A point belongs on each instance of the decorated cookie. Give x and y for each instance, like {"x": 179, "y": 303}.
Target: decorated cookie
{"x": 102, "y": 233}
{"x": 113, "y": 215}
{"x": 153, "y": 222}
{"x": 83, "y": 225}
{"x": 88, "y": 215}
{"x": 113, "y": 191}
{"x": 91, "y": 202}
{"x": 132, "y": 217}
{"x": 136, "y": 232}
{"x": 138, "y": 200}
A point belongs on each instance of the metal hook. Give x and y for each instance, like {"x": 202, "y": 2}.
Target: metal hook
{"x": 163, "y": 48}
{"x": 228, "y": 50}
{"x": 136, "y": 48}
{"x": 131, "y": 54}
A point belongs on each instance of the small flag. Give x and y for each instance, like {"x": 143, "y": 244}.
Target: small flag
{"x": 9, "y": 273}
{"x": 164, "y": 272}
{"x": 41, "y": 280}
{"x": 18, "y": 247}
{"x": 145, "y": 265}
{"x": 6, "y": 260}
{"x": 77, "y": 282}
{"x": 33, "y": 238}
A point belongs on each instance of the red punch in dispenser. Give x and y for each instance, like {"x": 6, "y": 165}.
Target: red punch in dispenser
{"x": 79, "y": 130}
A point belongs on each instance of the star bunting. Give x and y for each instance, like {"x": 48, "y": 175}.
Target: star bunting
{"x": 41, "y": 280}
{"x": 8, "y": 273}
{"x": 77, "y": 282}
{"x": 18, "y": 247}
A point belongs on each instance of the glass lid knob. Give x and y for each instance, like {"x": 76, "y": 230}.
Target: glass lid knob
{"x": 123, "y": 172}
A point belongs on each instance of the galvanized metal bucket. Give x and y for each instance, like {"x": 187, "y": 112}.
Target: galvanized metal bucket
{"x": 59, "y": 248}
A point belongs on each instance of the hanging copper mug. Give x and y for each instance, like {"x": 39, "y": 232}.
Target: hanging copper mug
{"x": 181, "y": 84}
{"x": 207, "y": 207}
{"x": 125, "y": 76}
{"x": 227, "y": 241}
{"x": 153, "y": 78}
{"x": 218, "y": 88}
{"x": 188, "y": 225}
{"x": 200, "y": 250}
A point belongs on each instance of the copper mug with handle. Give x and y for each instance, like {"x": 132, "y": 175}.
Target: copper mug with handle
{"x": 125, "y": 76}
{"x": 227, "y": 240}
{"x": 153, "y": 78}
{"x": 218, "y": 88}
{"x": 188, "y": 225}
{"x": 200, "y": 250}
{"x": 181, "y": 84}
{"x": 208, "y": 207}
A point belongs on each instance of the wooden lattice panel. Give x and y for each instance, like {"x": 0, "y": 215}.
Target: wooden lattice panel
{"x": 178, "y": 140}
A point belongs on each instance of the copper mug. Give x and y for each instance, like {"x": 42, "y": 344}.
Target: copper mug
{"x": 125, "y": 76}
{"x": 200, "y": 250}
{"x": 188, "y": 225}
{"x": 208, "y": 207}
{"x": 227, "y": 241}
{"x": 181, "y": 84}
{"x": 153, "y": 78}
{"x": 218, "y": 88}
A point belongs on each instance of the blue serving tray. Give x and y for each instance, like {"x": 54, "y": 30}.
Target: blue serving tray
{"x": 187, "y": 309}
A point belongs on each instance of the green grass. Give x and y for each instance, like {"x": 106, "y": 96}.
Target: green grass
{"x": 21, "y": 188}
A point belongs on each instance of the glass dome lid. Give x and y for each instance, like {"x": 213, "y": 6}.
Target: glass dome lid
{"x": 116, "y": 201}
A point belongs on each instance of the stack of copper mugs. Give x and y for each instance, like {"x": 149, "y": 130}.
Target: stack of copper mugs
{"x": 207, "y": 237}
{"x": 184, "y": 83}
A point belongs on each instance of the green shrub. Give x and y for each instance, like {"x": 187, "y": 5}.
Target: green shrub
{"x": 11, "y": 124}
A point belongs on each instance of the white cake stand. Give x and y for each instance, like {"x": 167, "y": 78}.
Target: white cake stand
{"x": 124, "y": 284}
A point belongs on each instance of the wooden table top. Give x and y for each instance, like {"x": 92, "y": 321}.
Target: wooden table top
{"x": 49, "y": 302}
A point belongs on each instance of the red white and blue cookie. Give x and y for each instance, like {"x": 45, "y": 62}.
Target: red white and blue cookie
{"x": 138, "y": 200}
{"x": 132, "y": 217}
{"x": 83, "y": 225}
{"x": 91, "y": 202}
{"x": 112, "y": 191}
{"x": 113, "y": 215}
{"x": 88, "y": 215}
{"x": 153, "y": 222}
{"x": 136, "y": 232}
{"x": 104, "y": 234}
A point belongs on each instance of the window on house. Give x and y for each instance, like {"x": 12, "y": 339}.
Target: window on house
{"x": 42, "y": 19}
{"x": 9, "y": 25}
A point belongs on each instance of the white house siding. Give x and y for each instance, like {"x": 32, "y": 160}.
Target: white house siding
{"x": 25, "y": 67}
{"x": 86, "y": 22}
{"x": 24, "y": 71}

▶ _GIVEN INSTRUCTION_
Can you lay out every line of the records above as a Markdown table, with a "No." column for the row number and a "Line" column for the line, leaving out any blank lines?

▶ _ANSWER TO THE PROBLEM_
| No. | Line |
|---|---|
| 1 | A point belongs on each instance of the decorated cookie. Give x and y for each instance, like {"x": 179, "y": 303}. |
| 2 | Target: decorated cookie |
| 3 | {"x": 102, "y": 233} |
| 4 | {"x": 113, "y": 215} |
| 5 | {"x": 153, "y": 222} |
| 6 | {"x": 83, "y": 225} |
| 7 | {"x": 88, "y": 215} |
| 8 | {"x": 113, "y": 191} |
| 9 | {"x": 91, "y": 202} |
| 10 | {"x": 132, "y": 217} |
| 11 | {"x": 136, "y": 232} |
| 12 | {"x": 138, "y": 200} |
| 13 | A point belongs on each instance of the metal hook. Give x and y for each instance, like {"x": 202, "y": 2}. |
| 14 | Target: metal hook |
| 15 | {"x": 163, "y": 48} |
| 16 | {"x": 228, "y": 50} |
| 17 | {"x": 136, "y": 48} |
| 18 | {"x": 131, "y": 54} |
| 19 | A point belongs on each instance of the small flag. Give x and y for each instance, like {"x": 143, "y": 244}. |
| 20 | Target: small flag |
| 21 | {"x": 9, "y": 273} |
| 22 | {"x": 164, "y": 272} |
| 23 | {"x": 41, "y": 280} |
| 24 | {"x": 18, "y": 247} |
| 25 | {"x": 145, "y": 265} |
| 26 | {"x": 6, "y": 260} |
| 27 | {"x": 77, "y": 282} |
| 28 | {"x": 33, "y": 238} |
| 29 | A point belongs on each instance of the red punch in dispenser. Give x and y for each instance, like {"x": 6, "y": 165}. |
| 30 | Target: red punch in dispenser |
| 31 | {"x": 79, "y": 130} |
| 32 | A point belongs on each instance of the star bunting. Give x and y for each instance, like {"x": 48, "y": 175}. |
| 33 | Target: star bunting |
| 34 | {"x": 41, "y": 280} |
| 35 | {"x": 8, "y": 273} |
| 36 | {"x": 77, "y": 282} |
| 37 | {"x": 18, "y": 247} |
| 38 | A point belongs on each instance of the glass lid knob. Give x and y for each instance, like {"x": 76, "y": 230}. |
| 39 | Target: glass lid knob |
| 40 | {"x": 123, "y": 172} |
| 41 | A point belongs on each instance of the galvanized metal bucket. Give x and y for each instance, like {"x": 187, "y": 112}. |
| 42 | Target: galvanized metal bucket |
| 43 | {"x": 59, "y": 248} |
| 44 | A point belongs on each instance of the hanging copper mug. Give x and y for each instance, like {"x": 39, "y": 232}. |
| 45 | Target: hanging copper mug |
| 46 | {"x": 181, "y": 84} |
| 47 | {"x": 207, "y": 207} |
| 48 | {"x": 125, "y": 76} |
| 49 | {"x": 227, "y": 241} |
| 50 | {"x": 153, "y": 78} |
| 51 | {"x": 218, "y": 88} |
| 52 | {"x": 188, "y": 225} |
| 53 | {"x": 200, "y": 250} |
| 54 | A point belongs on each instance of the copper mug with handle. Give x and y for each instance, like {"x": 132, "y": 175}. |
| 55 | Target: copper mug with handle |
| 56 | {"x": 125, "y": 76} |
| 57 | {"x": 227, "y": 240} |
| 58 | {"x": 153, "y": 78} |
| 59 | {"x": 218, "y": 88} |
| 60 | {"x": 188, "y": 225} |
| 61 | {"x": 200, "y": 250} |
| 62 | {"x": 181, "y": 84} |
| 63 | {"x": 208, "y": 207} |
| 64 | A point belongs on each instance of the wooden lattice panel. Give x and y for each instance, like {"x": 0, "y": 215}. |
| 65 | Target: wooden lattice panel |
| 66 | {"x": 178, "y": 140} |
| 67 | A point belongs on each instance of the copper mug. Give x and y for each instance, like {"x": 42, "y": 344}. |
| 68 | Target: copper mug |
| 69 | {"x": 125, "y": 76} |
| 70 | {"x": 200, "y": 250} |
| 71 | {"x": 188, "y": 225} |
| 72 | {"x": 208, "y": 207} |
| 73 | {"x": 227, "y": 241} |
| 74 | {"x": 181, "y": 84} |
| 75 | {"x": 153, "y": 78} |
| 76 | {"x": 218, "y": 88} |
| 77 | A point belongs on each instance of the blue serving tray. Give x and y for each instance, like {"x": 54, "y": 30}. |
| 78 | Target: blue serving tray |
| 79 | {"x": 187, "y": 309} |
| 80 | A point belongs on each instance of the green grass. Give x and y for each instance, like {"x": 106, "y": 96}. |
| 81 | Target: green grass |
| 82 | {"x": 21, "y": 188} |
| 83 | A point belongs on each instance of the glass dome lid. Give x and y for each instance, like {"x": 213, "y": 6}. |
| 84 | Target: glass dome lid |
| 85 | {"x": 116, "y": 201} |
| 86 | A point belongs on each instance of the stack of copper mugs. Give x and y for each instance, like {"x": 149, "y": 130}. |
| 87 | Target: stack of copper mugs |
| 88 | {"x": 207, "y": 237} |
| 89 | {"x": 184, "y": 83} |
| 90 | A point belongs on each instance of the green shrub. Give x and y for each instance, like {"x": 187, "y": 5}. |
| 91 | Target: green shrub |
| 92 | {"x": 11, "y": 124} |
| 93 | A point belongs on each instance of the white cake stand. Give x and y for each instance, like {"x": 167, "y": 78}. |
| 94 | Target: white cake stand |
| 95 | {"x": 124, "y": 284} |
| 96 | A point belongs on each instance of the wooden table top. Give x and y for each instance, like {"x": 92, "y": 321}. |
| 97 | Target: wooden table top |
| 98 | {"x": 49, "y": 302} |
| 99 | A point belongs on each instance of the red white and blue cookie. Give x and y for each instance, like {"x": 45, "y": 62}. |
| 100 | Target: red white and blue cookie |
| 101 | {"x": 138, "y": 200} |
| 102 | {"x": 132, "y": 217} |
| 103 | {"x": 83, "y": 225} |
| 104 | {"x": 91, "y": 202} |
| 105 | {"x": 112, "y": 191} |
| 106 | {"x": 113, "y": 215} |
| 107 | {"x": 88, "y": 215} |
| 108 | {"x": 153, "y": 222} |
| 109 | {"x": 136, "y": 232} |
| 110 | {"x": 104, "y": 234} |
| 111 | A point belongs on each instance of the window on house. Give x and y for each instance, like {"x": 12, "y": 339}. |
| 112 | Target: window on house |
| 113 | {"x": 42, "y": 19} |
| 114 | {"x": 9, "y": 25} |
| 115 | A point belongs on each instance of the white house siding. Give x and y for each instance, like {"x": 32, "y": 160}. |
| 116 | Target: white house siding |
| 117 | {"x": 25, "y": 67} |
| 118 | {"x": 86, "y": 22} |
| 119 | {"x": 24, "y": 71} |